■ WORK REQUIRED ■
Could you rewrite the stretch of rows below, from the start of the rows through the line containing "Return the mask of every instance of the multi-story", as a numbered list, skipping blank lines and leaving out the pictures?

■ DATA EXCERPTS ■
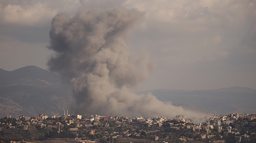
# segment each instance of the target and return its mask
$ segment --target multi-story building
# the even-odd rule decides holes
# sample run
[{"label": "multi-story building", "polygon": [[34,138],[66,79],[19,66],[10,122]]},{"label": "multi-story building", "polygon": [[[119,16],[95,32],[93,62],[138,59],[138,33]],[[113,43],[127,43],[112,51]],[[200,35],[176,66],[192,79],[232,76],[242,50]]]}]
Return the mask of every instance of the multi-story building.
[{"label": "multi-story building", "polygon": [[222,131],[222,126],[218,125],[215,126],[215,127],[216,128],[216,129],[217,131],[218,131],[218,132],[221,132],[221,131]]},{"label": "multi-story building", "polygon": [[80,119],[82,119],[82,115],[77,115],[77,118],[79,118]]},{"label": "multi-story building", "polygon": [[89,132],[89,134],[90,134],[95,135],[95,130],[91,130]]}]

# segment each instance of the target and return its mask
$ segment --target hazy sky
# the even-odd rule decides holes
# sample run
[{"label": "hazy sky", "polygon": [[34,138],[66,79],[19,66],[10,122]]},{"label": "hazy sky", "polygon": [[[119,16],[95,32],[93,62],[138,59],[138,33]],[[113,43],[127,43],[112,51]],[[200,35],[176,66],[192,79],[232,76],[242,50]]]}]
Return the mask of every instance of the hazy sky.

■ TASK SOLUTION ■
1. # segment each instance of the target and return its mask
2. $ segment --target multi-story building
3. # the even-odd rule decides holes
4. # sample run
5. [{"label": "multi-story building", "polygon": [[34,138],[66,79],[19,66],[10,122]]},{"label": "multi-story building", "polygon": [[[119,16],[95,32],[93,62],[138,59],[138,33]],[[113,43],[127,43],[112,51]],[[200,35],[176,66],[192,79],[232,76],[242,50]]]}]
6. Return the mask of every instance of the multi-story building.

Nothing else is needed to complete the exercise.